__Exercise__
Using the records below, repeat exactly the lines from the one holding "Place a point on the dark" through the one holding "<point>95,66</point>", both ends included, and no others.

__Source information__
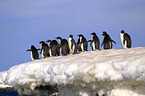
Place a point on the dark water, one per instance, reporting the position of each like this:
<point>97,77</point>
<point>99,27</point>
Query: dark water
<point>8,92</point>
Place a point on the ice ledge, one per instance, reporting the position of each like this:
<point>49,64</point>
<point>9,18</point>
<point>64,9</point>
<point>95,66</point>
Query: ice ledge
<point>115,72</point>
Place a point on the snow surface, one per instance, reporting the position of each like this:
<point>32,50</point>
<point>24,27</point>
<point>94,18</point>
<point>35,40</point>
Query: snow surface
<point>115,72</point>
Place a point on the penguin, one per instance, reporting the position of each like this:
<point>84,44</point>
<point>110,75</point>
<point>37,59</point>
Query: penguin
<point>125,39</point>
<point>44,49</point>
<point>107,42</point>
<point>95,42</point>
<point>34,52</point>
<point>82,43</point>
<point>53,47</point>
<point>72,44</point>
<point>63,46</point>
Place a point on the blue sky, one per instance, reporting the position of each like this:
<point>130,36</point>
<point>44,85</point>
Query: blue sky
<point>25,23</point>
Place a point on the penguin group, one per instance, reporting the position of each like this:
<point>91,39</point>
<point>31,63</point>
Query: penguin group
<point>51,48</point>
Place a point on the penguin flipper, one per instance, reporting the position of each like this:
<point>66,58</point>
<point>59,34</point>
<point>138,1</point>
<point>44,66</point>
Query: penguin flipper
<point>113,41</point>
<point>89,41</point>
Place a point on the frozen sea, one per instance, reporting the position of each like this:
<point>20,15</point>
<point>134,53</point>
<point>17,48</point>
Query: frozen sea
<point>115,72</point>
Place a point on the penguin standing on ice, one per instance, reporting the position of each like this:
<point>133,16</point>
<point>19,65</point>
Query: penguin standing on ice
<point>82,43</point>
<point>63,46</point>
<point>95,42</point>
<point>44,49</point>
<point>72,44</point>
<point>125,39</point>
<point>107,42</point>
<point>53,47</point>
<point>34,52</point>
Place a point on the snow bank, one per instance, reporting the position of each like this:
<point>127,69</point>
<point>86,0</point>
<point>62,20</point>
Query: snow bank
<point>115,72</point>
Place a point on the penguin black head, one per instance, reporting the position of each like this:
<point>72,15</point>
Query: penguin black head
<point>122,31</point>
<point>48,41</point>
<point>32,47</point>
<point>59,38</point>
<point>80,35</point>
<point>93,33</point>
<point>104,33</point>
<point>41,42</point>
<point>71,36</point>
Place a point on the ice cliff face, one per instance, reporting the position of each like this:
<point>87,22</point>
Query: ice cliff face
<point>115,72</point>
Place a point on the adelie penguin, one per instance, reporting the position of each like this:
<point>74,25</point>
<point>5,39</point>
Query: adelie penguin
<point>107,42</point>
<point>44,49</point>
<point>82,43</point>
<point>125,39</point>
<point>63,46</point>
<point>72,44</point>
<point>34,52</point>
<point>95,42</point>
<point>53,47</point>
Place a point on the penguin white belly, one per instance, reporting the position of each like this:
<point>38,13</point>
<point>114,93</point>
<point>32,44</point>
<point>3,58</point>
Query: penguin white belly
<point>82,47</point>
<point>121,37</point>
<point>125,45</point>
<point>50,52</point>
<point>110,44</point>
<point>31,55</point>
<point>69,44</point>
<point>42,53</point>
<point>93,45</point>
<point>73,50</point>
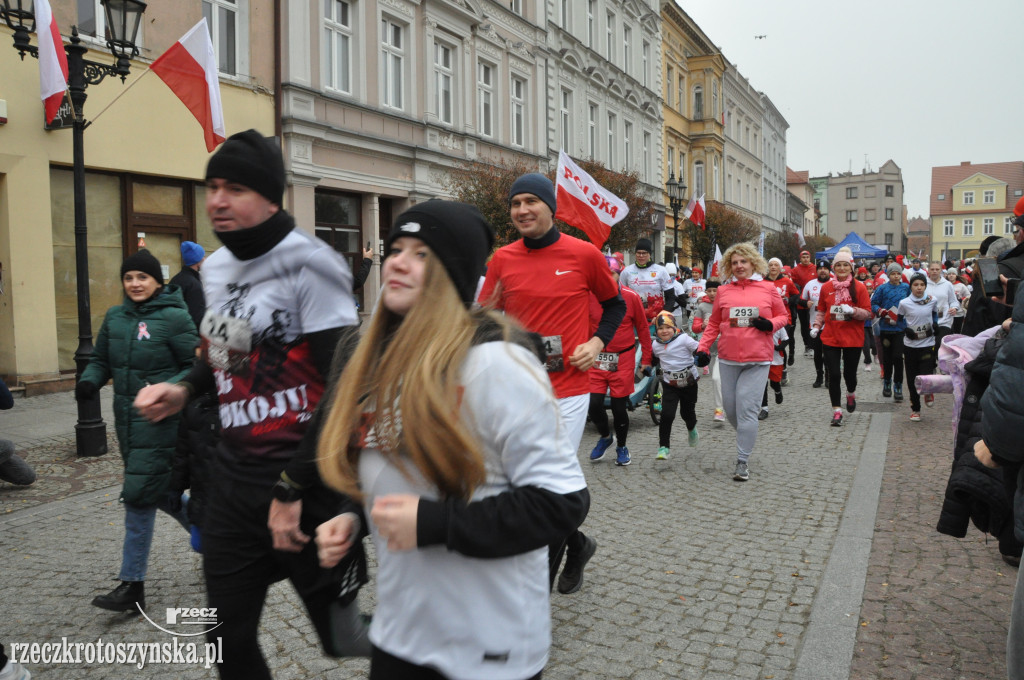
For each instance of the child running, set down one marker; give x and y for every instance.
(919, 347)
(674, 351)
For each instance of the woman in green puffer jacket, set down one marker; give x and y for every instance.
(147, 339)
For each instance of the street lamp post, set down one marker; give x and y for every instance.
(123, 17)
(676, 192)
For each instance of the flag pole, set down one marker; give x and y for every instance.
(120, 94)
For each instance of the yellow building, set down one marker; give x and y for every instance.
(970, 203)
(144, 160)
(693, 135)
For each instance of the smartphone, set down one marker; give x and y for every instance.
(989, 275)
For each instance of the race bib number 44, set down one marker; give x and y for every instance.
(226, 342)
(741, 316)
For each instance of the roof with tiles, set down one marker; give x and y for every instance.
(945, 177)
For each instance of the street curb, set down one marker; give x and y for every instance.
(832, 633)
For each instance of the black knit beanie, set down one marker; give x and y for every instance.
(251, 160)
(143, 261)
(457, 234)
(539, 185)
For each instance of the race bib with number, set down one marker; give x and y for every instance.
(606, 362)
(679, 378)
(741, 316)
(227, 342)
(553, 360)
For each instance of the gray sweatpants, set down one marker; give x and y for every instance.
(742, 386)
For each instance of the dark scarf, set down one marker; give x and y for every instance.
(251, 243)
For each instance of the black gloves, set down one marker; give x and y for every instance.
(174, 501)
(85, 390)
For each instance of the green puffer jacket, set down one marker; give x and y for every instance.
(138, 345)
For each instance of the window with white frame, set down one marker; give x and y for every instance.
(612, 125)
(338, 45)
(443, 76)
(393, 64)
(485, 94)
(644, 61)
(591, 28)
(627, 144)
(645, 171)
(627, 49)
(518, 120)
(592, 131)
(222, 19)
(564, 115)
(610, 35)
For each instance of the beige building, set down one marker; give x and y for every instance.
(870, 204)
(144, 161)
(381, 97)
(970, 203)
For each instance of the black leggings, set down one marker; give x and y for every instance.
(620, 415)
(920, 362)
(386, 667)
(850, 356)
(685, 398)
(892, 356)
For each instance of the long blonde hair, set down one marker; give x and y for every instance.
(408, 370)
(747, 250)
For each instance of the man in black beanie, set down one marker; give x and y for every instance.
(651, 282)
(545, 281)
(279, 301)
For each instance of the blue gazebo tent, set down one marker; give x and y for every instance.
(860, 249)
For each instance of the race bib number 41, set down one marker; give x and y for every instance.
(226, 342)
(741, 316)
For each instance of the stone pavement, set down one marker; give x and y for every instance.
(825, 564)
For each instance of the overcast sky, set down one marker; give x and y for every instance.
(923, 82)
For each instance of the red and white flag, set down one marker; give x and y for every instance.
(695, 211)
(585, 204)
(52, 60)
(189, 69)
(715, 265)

* * *

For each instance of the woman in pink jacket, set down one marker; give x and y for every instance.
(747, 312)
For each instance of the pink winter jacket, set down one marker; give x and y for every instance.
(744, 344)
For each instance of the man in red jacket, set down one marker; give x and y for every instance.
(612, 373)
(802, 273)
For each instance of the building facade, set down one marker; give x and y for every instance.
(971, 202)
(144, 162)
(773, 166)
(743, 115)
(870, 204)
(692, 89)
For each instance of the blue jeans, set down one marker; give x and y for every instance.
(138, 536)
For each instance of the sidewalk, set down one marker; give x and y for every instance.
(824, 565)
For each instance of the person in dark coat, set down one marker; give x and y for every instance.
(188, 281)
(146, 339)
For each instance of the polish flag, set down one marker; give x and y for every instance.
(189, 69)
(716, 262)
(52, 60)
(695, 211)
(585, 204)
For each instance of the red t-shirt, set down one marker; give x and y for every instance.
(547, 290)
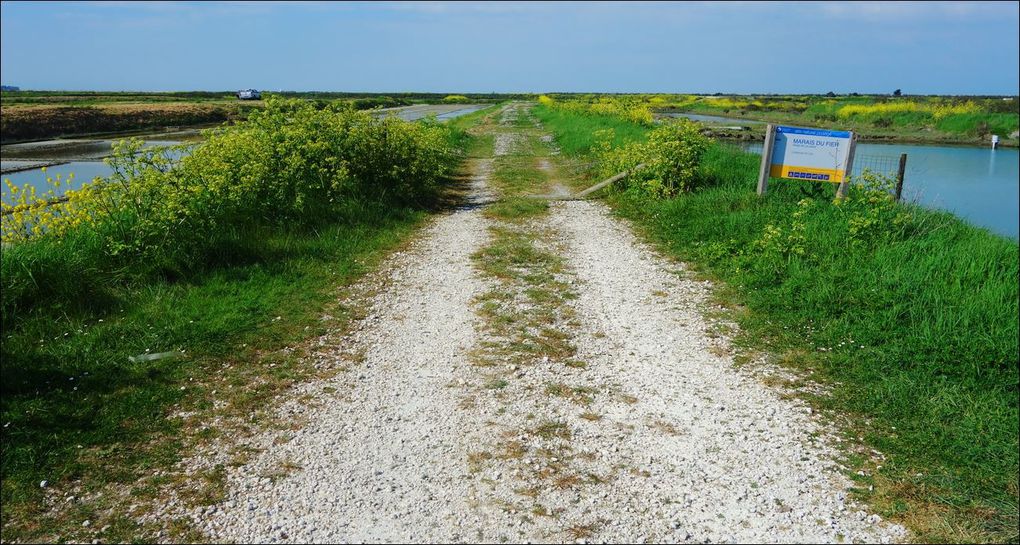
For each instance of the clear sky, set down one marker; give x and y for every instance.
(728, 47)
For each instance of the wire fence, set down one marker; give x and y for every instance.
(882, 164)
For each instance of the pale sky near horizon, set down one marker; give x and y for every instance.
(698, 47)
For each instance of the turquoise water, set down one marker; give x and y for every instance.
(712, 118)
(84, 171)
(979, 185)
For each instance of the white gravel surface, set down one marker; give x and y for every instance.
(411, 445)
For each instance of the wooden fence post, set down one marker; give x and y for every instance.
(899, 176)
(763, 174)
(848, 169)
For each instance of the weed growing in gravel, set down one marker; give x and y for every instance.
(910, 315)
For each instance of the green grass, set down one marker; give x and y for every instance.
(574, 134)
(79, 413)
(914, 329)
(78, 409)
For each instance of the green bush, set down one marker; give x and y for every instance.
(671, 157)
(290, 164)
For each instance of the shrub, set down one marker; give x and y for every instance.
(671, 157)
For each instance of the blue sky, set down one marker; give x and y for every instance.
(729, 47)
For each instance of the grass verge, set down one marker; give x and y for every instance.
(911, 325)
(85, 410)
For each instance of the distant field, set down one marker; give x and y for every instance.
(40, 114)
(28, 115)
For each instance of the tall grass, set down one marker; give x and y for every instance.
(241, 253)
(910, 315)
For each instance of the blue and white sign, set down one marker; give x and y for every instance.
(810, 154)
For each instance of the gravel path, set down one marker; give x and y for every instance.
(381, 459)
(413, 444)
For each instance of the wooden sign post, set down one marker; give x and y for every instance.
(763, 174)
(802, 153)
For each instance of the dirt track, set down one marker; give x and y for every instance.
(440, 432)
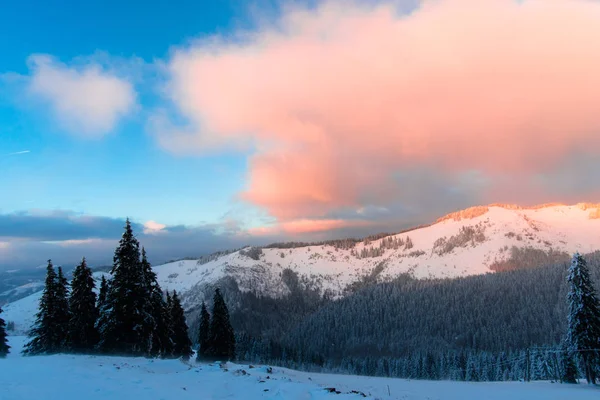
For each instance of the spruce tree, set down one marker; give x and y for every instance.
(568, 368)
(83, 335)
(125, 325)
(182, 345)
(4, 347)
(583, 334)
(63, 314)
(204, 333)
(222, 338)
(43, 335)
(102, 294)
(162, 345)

* * *

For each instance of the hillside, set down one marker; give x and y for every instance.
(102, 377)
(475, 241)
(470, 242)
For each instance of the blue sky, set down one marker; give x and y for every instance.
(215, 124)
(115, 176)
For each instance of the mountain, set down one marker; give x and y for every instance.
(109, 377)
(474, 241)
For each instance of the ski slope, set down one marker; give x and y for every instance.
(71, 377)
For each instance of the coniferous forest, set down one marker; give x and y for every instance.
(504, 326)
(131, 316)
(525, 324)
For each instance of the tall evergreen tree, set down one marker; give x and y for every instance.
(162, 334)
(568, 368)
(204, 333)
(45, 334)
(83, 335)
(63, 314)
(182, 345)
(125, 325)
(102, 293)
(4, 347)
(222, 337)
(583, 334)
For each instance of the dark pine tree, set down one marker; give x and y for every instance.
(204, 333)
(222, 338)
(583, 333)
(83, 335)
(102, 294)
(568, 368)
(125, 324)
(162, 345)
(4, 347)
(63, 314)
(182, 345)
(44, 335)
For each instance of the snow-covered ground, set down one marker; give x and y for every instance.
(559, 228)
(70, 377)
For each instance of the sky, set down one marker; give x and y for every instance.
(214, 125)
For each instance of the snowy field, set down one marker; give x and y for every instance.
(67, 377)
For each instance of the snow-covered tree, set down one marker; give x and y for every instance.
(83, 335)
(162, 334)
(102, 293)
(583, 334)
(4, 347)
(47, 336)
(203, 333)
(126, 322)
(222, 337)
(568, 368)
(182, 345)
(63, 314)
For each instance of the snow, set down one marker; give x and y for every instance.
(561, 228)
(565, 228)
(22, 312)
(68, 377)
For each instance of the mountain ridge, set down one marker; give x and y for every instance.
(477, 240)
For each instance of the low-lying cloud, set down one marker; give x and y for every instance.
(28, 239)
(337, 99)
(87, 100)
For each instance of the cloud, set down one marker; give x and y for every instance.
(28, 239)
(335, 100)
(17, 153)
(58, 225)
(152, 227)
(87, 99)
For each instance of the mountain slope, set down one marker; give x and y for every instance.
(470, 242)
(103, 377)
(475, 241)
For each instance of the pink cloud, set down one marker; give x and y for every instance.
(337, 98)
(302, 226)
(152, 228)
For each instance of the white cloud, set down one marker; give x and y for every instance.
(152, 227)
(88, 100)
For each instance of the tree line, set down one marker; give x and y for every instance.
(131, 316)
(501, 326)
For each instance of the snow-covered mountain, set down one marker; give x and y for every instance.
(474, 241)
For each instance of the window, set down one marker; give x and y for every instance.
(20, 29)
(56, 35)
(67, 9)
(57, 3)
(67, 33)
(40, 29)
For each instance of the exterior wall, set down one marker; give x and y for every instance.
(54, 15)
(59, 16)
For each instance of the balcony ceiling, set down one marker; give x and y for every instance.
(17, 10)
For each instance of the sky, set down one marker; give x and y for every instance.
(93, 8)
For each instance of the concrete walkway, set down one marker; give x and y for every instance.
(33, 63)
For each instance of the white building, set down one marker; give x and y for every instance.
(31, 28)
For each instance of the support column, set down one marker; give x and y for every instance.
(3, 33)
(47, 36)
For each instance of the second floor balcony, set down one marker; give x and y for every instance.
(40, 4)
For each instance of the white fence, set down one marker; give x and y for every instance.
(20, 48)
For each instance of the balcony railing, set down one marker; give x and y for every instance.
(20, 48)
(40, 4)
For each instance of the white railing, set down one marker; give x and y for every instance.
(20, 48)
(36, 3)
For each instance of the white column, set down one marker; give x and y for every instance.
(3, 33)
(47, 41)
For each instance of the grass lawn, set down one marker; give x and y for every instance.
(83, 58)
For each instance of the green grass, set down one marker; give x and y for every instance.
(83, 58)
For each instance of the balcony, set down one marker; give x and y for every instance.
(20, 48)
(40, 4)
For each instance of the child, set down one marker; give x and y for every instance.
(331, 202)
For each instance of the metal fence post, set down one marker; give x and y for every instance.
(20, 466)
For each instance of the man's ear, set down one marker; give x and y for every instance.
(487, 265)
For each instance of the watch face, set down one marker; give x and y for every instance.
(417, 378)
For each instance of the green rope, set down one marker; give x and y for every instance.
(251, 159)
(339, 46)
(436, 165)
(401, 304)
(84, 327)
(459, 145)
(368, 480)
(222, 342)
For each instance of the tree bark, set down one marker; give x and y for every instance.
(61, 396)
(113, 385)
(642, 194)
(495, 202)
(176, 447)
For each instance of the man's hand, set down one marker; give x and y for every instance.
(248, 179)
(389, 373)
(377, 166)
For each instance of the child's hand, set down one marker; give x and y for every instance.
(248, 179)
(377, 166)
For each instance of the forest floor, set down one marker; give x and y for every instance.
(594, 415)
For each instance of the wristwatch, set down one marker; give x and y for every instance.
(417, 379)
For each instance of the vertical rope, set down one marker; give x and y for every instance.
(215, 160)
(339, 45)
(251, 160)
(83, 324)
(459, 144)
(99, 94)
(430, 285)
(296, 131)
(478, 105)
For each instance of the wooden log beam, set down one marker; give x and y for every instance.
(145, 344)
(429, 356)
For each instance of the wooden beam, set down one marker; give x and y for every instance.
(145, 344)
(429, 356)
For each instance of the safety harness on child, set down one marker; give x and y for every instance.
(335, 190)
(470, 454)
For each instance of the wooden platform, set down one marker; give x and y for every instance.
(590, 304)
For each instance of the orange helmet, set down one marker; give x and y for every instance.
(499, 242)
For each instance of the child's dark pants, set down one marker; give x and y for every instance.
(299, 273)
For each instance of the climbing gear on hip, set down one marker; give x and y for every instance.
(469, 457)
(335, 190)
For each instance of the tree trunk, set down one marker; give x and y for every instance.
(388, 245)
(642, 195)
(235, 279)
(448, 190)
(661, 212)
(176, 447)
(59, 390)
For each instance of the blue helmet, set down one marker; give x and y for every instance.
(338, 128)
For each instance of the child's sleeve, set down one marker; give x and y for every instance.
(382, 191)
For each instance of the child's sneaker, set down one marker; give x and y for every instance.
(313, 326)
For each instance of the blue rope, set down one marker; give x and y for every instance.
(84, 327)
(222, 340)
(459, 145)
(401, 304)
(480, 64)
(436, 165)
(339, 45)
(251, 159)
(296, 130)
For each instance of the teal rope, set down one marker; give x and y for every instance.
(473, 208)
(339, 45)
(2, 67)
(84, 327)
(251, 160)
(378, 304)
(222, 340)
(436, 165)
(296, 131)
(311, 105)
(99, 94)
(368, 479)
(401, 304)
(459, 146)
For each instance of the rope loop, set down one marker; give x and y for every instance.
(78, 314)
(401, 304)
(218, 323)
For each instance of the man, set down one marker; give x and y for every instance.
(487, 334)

__Output__
Place a point on the dark water, one per instance, reporting the position of each like this:
<point>97,77</point>
<point>99,27</point>
Query: dark water
<point>8,92</point>
Place a point on the ice ledge, one per instance, reporting the position of each like this:
<point>49,64</point>
<point>9,18</point>
<point>64,9</point>
<point>95,66</point>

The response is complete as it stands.